■ Your task ■
Copy each line that includes the string "below" from the material into your answer.

■ Entries provided ■
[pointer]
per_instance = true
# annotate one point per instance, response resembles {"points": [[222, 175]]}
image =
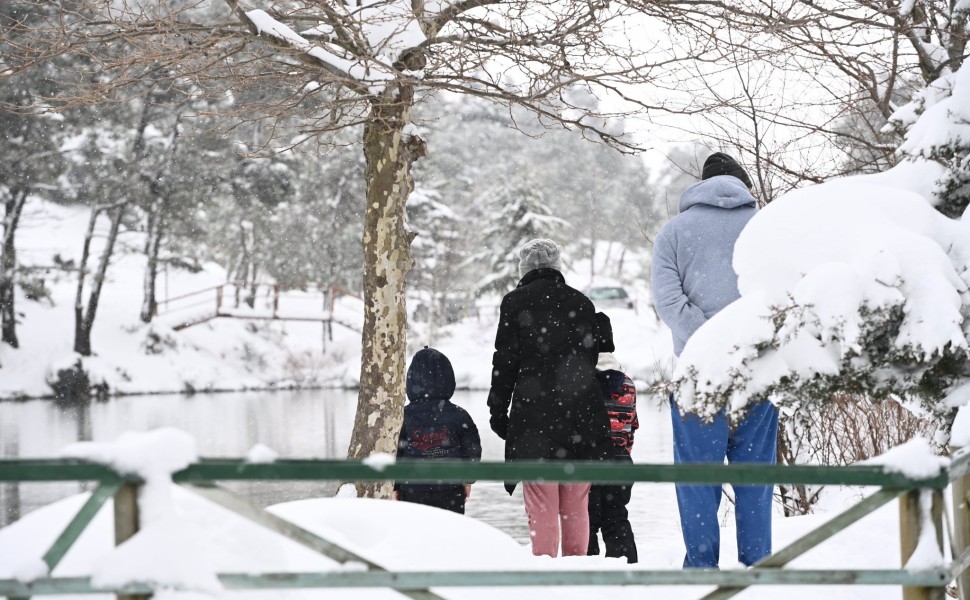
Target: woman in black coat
{"points": [[543, 368]]}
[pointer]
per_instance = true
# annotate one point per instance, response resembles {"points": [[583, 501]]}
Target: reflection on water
{"points": [[299, 424]]}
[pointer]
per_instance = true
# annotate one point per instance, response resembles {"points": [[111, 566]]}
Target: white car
{"points": [[610, 297]]}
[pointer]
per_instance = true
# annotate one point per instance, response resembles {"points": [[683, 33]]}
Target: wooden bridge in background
{"points": [[265, 302]]}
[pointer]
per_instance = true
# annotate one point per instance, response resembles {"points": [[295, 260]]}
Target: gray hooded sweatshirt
{"points": [[692, 275]]}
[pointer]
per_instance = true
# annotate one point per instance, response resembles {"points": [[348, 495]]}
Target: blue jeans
{"points": [[753, 441]]}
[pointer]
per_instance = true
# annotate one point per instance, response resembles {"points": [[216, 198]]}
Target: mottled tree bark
{"points": [[387, 259], [84, 317], [153, 243], [14, 207]]}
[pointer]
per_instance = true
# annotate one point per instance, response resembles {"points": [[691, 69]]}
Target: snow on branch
{"points": [[856, 285], [937, 124], [370, 73]]}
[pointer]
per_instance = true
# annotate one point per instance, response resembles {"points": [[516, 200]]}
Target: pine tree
{"points": [[518, 213]]}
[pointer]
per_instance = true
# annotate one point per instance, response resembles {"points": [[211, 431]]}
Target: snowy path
{"points": [[301, 425]]}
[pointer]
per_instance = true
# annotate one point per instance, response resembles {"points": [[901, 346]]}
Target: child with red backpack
{"points": [[607, 502]]}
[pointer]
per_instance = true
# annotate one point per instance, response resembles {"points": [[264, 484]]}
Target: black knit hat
{"points": [[604, 333], [722, 164], [430, 376]]}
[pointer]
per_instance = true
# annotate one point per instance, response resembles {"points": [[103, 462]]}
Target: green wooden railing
{"points": [[917, 498]]}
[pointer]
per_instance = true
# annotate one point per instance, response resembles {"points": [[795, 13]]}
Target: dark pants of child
{"points": [[452, 499], [608, 513], [753, 440]]}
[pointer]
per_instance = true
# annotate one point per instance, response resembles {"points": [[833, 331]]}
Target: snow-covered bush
{"points": [[853, 286], [937, 125]]}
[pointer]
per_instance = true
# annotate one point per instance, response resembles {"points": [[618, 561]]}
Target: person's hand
{"points": [[500, 425]]}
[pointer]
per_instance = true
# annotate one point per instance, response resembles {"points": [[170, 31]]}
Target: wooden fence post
{"points": [[910, 522], [961, 530], [126, 523]]}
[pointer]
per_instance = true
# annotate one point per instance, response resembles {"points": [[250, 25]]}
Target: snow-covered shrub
{"points": [[853, 286], [158, 341], [937, 125], [69, 380], [845, 430]]}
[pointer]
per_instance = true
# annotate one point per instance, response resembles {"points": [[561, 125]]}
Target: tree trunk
{"points": [[387, 259], [161, 190], [156, 220], [83, 325], [14, 207], [82, 339]]}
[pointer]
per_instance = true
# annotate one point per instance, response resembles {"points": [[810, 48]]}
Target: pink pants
{"points": [[548, 504]]}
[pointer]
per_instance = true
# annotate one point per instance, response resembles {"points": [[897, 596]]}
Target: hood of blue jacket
{"points": [[723, 191], [430, 376]]}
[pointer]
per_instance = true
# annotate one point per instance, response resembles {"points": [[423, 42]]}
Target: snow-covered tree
{"points": [[515, 214], [937, 125], [340, 64], [856, 286], [437, 230]]}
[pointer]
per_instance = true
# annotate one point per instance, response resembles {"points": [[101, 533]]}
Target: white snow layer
{"points": [[945, 120], [261, 454], [811, 266], [388, 26]]}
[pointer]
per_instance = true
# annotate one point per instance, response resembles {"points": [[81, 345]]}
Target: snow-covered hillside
{"points": [[233, 354]]}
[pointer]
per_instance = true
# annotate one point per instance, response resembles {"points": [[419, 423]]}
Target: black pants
{"points": [[450, 499], [607, 513]]}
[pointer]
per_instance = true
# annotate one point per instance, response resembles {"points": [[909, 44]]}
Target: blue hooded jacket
{"points": [[692, 275], [433, 426]]}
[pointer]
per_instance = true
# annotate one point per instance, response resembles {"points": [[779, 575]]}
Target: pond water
{"points": [[297, 424]]}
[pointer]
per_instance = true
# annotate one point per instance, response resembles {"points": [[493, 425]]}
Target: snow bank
{"points": [[163, 551], [131, 357], [856, 280]]}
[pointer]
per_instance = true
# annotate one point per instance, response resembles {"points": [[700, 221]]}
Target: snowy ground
{"points": [[236, 354], [409, 537]]}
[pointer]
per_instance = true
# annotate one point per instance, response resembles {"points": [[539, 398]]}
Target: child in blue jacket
{"points": [[435, 428]]}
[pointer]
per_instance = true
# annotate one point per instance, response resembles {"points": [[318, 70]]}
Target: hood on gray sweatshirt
{"points": [[692, 273], [722, 191]]}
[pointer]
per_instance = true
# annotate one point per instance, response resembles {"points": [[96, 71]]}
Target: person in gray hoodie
{"points": [[692, 280]]}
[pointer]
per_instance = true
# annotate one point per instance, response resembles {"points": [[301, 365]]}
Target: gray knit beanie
{"points": [[539, 254]]}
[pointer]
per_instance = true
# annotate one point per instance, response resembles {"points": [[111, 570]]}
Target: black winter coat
{"points": [[544, 368], [436, 428]]}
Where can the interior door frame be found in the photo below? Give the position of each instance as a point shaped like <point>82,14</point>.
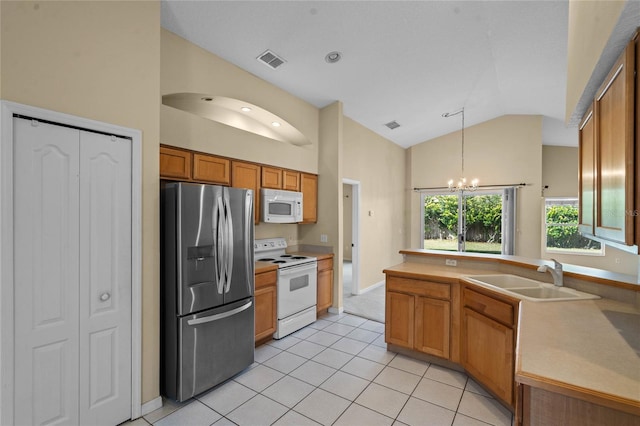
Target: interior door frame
<point>355,235</point>
<point>7,110</point>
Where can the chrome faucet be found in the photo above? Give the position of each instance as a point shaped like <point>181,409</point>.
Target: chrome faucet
<point>556,272</point>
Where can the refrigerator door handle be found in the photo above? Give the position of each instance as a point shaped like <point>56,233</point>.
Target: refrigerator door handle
<point>217,317</point>
<point>220,239</point>
<point>248,253</point>
<point>229,238</point>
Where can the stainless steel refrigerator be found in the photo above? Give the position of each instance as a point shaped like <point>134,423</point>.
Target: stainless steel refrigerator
<point>207,264</point>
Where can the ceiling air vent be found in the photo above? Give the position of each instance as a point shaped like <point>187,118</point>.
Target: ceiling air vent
<point>392,125</point>
<point>271,59</point>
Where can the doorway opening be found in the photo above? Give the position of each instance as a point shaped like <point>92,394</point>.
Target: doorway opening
<point>350,232</point>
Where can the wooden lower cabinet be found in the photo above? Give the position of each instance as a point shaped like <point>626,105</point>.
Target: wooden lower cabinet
<point>488,341</point>
<point>487,353</point>
<point>325,284</point>
<point>265,305</point>
<point>399,314</point>
<point>432,326</point>
<point>418,316</point>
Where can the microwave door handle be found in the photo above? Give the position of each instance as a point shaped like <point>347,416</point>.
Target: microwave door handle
<point>229,237</point>
<point>219,246</point>
<point>223,315</point>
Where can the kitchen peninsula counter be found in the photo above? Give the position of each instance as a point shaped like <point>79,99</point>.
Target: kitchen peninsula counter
<point>588,350</point>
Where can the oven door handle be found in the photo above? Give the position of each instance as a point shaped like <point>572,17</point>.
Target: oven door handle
<point>297,270</point>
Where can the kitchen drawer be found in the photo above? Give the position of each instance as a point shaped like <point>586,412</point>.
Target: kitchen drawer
<point>492,308</point>
<point>266,279</point>
<point>325,264</point>
<point>419,287</point>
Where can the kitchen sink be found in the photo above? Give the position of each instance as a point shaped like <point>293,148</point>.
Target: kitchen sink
<point>526,288</point>
<point>505,281</point>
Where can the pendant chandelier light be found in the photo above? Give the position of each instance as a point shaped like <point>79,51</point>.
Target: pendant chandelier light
<point>462,184</point>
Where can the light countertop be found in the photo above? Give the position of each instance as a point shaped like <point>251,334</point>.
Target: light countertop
<point>592,344</point>
<point>587,349</point>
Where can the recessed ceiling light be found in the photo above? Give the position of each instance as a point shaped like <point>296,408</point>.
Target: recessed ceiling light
<point>333,57</point>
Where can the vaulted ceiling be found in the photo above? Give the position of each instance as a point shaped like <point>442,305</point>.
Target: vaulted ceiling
<point>402,61</point>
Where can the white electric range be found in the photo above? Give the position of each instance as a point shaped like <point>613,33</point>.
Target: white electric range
<point>296,285</point>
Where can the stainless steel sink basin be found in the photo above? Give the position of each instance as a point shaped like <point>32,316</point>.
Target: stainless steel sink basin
<point>526,288</point>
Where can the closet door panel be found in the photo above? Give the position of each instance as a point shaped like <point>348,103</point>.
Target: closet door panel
<point>46,253</point>
<point>105,278</point>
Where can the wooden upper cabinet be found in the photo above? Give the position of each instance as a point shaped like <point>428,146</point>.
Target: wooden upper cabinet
<point>290,180</point>
<point>309,188</point>
<point>587,173</point>
<point>175,163</point>
<point>209,168</point>
<point>247,175</point>
<point>615,152</point>
<point>271,177</point>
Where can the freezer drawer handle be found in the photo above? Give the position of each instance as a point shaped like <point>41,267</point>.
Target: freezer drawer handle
<point>220,316</point>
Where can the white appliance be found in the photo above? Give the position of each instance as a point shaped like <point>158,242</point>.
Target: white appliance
<point>296,286</point>
<point>280,206</point>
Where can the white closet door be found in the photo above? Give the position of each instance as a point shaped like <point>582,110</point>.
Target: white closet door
<point>46,254</point>
<point>105,279</point>
<point>72,276</point>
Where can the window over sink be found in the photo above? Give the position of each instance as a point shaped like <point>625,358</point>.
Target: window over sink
<point>561,229</point>
<point>478,221</point>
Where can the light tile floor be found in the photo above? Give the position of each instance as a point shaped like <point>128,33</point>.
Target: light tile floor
<point>337,371</point>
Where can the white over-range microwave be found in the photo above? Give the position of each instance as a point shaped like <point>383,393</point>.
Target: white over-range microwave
<point>280,206</point>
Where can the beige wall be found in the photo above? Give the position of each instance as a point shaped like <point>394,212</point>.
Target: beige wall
<point>347,220</point>
<point>590,26</point>
<point>506,150</point>
<point>379,166</point>
<point>188,68</point>
<point>560,172</point>
<point>329,193</point>
<point>99,60</point>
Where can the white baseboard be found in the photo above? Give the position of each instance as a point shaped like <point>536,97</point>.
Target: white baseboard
<point>152,405</point>
<point>336,310</point>
<point>371,287</point>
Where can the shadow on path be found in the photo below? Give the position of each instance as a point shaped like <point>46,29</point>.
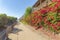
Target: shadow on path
<point>16,30</point>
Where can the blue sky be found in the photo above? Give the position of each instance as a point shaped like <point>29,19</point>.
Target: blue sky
<point>15,8</point>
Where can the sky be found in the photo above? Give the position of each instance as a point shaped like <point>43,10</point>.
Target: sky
<point>15,8</point>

■ Answer to this exercise ■
Where can the interior door frame be found in the photo below? Give the position of each instance as a point shaped like <point>82,14</point>.
Where can the shadow on path be found in the photo below? Give the position of each instance as a point shaped like <point>46,29</point>.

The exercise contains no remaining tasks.